__Objective__.
Write out the lines from the line containing "Task: place one keypoint per instance of the warning" through the final line of the listing below, exactly, omitting every other line.
────────
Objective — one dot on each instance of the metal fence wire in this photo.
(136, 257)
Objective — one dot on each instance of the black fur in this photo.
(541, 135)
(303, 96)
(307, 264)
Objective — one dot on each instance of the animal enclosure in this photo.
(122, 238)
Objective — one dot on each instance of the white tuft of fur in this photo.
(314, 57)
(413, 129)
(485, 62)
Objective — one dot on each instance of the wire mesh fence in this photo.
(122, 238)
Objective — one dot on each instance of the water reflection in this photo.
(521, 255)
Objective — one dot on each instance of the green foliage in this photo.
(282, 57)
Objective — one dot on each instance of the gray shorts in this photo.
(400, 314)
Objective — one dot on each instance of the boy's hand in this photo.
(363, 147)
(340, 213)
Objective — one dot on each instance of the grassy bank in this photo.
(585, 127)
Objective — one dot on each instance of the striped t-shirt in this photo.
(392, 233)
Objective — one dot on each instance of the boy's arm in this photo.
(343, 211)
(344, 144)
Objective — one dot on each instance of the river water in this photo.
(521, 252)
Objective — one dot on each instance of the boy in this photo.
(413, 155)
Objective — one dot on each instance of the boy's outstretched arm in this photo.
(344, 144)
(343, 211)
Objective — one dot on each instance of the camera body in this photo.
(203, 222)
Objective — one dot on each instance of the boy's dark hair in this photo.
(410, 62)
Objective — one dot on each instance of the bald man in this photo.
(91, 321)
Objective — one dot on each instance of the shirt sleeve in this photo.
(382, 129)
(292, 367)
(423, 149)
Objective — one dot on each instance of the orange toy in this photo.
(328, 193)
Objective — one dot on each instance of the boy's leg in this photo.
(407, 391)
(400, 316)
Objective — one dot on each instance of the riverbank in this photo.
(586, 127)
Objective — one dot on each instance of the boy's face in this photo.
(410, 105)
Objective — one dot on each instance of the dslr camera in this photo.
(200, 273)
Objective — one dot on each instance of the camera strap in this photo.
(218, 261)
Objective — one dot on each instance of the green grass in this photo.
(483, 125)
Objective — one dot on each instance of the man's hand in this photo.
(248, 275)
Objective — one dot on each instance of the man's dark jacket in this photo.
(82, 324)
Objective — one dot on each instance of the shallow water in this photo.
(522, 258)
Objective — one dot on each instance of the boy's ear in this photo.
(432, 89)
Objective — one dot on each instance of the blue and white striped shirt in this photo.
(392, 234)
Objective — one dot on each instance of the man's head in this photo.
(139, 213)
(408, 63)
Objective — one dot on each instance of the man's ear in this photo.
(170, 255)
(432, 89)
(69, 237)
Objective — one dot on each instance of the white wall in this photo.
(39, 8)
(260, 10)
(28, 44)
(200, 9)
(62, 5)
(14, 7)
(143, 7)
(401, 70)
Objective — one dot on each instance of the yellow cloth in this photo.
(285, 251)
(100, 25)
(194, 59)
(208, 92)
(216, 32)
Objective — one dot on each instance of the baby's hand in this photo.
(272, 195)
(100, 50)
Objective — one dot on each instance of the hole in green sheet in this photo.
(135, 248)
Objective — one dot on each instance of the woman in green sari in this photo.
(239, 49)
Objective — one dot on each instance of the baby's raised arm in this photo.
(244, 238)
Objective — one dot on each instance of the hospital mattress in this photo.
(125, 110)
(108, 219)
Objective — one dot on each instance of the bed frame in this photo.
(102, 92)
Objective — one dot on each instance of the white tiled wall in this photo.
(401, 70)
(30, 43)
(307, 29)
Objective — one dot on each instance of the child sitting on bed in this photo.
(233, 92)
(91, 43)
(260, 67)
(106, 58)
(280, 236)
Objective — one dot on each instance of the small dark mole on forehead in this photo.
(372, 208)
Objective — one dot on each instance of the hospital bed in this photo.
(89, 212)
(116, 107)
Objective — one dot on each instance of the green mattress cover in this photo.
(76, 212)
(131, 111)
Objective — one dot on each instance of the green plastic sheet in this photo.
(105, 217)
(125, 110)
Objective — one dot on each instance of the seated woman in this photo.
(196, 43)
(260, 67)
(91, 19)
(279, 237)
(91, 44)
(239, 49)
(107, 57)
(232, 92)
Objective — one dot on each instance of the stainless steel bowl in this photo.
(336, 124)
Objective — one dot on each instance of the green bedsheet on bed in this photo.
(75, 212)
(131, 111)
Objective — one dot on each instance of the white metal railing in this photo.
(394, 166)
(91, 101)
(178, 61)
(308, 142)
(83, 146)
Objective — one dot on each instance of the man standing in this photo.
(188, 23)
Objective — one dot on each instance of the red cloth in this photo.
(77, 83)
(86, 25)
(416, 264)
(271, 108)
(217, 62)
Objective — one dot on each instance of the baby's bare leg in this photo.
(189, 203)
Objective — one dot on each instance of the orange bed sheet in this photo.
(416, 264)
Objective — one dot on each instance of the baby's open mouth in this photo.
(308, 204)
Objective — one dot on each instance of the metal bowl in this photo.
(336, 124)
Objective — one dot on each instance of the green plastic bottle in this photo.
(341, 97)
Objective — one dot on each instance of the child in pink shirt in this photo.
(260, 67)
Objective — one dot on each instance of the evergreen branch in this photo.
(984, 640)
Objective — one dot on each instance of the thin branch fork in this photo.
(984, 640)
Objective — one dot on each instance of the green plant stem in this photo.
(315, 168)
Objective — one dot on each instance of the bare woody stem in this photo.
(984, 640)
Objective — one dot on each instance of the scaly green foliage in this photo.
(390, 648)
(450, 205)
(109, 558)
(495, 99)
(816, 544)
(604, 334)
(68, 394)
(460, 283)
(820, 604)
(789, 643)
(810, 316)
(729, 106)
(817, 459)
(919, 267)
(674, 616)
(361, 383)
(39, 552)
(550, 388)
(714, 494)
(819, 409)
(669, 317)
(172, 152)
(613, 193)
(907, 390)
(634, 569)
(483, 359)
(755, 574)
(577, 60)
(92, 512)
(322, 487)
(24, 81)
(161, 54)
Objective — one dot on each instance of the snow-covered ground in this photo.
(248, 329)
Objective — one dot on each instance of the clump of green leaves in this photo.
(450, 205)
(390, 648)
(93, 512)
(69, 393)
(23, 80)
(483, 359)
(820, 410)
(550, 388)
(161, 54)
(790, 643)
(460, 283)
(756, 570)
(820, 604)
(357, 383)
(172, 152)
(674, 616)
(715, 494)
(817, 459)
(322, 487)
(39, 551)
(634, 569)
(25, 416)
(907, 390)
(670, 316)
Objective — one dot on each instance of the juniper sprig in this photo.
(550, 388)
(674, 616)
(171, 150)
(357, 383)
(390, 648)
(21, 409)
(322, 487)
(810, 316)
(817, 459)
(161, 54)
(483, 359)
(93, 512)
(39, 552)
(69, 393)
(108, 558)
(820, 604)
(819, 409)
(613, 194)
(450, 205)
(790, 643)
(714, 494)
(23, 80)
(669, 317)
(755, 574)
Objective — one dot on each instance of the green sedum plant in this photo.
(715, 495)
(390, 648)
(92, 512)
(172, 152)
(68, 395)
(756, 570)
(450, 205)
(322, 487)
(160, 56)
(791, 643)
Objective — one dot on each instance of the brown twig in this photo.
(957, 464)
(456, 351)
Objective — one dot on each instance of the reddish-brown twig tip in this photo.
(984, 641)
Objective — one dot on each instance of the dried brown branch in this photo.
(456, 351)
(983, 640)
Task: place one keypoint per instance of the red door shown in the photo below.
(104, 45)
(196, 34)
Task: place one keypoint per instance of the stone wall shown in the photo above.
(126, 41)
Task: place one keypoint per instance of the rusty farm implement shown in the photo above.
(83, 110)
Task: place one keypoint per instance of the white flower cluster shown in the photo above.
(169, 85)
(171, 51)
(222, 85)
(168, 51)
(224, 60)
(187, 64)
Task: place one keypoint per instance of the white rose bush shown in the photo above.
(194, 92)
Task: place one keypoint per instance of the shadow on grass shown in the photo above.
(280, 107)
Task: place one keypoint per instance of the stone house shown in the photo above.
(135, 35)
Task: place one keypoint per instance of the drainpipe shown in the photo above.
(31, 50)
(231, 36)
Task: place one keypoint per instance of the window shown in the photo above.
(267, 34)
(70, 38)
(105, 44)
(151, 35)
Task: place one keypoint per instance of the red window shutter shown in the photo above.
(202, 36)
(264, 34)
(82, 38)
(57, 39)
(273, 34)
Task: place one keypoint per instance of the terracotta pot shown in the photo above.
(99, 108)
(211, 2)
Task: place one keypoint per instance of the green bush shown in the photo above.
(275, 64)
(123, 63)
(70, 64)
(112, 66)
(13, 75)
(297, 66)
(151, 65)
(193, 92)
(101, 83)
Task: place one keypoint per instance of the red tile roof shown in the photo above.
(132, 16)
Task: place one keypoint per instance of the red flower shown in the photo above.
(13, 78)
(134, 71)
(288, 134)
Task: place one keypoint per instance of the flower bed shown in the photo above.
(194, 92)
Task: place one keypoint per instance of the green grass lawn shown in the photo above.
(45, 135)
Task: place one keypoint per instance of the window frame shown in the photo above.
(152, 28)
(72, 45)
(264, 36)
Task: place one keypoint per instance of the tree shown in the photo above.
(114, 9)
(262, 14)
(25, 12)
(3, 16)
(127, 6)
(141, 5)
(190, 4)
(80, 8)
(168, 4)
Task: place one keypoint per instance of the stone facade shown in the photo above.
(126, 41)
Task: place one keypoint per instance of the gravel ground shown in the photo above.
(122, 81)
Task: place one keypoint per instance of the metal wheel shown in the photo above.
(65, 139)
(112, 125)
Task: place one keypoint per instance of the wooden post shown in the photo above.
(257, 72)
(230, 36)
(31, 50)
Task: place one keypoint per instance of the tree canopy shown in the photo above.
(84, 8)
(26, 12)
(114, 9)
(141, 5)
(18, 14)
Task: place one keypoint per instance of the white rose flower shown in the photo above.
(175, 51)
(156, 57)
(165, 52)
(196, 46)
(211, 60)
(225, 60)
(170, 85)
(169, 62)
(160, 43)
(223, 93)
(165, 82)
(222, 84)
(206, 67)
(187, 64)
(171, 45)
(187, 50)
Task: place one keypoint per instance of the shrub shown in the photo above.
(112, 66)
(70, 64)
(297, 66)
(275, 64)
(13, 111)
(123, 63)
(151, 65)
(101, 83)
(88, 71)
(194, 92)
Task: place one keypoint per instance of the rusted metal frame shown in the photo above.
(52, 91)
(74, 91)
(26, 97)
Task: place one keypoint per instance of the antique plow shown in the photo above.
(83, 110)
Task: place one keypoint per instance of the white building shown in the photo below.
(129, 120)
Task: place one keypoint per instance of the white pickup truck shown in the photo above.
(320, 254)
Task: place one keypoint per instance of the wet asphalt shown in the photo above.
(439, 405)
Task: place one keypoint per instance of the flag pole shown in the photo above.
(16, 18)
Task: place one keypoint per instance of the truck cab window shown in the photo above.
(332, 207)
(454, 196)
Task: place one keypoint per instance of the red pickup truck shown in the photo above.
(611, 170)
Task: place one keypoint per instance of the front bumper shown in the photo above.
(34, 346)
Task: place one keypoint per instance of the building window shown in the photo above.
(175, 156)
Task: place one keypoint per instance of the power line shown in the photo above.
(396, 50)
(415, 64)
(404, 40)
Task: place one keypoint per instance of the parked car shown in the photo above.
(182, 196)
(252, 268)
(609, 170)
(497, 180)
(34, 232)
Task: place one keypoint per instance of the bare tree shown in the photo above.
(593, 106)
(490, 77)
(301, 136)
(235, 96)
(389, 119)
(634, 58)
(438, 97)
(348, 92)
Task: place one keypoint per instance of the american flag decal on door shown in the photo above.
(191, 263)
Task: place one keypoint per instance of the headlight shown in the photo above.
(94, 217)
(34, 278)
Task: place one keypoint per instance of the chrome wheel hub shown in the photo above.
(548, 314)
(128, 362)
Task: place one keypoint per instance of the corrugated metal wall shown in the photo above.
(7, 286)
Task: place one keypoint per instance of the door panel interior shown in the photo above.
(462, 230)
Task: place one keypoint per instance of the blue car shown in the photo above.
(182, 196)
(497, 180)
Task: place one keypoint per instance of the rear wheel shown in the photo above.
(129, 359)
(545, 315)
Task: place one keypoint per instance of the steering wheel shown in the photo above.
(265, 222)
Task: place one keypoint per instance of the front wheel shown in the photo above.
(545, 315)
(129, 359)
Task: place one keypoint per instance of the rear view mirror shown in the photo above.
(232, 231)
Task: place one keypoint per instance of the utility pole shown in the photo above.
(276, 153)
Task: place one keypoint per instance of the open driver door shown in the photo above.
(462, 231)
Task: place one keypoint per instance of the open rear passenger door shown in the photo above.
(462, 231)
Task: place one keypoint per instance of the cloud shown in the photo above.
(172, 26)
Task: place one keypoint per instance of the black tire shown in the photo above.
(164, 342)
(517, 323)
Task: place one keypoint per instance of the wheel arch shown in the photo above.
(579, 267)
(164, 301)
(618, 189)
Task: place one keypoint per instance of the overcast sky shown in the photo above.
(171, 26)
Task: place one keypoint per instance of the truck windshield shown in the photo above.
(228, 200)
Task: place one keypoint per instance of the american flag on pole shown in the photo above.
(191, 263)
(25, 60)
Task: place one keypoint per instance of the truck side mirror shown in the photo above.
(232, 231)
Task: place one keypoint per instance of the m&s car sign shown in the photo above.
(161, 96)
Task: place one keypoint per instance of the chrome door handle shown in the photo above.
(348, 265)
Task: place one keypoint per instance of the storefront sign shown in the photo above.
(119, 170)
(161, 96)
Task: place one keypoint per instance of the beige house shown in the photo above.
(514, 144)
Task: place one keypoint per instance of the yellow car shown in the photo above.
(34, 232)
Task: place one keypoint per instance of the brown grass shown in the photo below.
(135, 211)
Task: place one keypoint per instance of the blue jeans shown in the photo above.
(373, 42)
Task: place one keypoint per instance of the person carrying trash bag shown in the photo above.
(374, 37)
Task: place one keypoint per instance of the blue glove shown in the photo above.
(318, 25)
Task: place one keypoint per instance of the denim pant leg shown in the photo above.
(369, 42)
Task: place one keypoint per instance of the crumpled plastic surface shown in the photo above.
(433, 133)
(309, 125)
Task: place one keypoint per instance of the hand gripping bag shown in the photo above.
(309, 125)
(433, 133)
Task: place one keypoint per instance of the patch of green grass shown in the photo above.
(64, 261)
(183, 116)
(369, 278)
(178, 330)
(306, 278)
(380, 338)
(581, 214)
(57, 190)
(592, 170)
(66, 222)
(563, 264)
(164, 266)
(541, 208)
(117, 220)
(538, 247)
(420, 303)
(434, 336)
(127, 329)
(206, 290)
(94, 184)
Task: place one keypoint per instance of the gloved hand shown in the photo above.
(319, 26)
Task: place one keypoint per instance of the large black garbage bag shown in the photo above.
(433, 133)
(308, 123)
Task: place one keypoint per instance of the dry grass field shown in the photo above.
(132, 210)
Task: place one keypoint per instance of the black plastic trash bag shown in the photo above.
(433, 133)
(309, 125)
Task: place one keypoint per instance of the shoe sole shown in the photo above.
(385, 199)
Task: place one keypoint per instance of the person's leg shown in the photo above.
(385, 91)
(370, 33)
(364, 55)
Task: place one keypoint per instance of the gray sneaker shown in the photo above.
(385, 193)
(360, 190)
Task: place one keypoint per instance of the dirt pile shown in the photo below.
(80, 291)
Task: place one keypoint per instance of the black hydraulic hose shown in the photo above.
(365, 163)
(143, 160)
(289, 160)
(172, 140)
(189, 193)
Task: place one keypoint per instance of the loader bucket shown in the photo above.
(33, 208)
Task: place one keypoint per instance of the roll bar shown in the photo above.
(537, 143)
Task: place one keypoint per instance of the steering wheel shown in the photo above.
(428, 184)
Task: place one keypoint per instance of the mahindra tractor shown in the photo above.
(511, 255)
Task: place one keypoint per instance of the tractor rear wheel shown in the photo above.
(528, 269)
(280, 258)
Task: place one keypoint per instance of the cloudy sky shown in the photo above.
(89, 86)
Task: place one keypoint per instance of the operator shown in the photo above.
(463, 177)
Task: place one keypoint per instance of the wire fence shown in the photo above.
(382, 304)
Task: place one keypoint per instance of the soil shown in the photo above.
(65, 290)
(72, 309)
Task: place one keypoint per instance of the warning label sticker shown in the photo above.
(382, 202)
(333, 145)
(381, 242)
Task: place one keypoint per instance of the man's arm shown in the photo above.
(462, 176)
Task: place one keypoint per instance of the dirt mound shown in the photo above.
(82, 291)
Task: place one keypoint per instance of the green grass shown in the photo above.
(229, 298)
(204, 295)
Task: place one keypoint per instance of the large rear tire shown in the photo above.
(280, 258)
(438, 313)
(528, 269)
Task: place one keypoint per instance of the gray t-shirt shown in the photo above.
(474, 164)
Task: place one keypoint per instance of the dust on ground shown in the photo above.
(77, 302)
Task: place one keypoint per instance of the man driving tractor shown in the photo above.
────────
__Result of this exercise__.
Task: place one keypoint per instance of the warning label sticker shown in the photo above.
(382, 202)
(333, 145)
(381, 242)
Task: place one keypoint per instance of the man's arm shown in the photo above.
(462, 176)
Task: place one keypoint per instance of the dirt mound shown in the photo above.
(82, 291)
Task: place one keypoint per instance of the green grass shown in the photo above.
(229, 298)
(204, 295)
Task: place one keypoint per instance of the large rear tire shown in the photo above.
(280, 258)
(438, 313)
(528, 269)
Task: place one keypoint per instance of the gray t-shirt shown in the photo above.
(474, 164)
Task: place one keypoint per instance of the dust on ground shown in the photo above.
(77, 302)
Task: place one keypoint per instance of the man driving tractor shown in the photo above.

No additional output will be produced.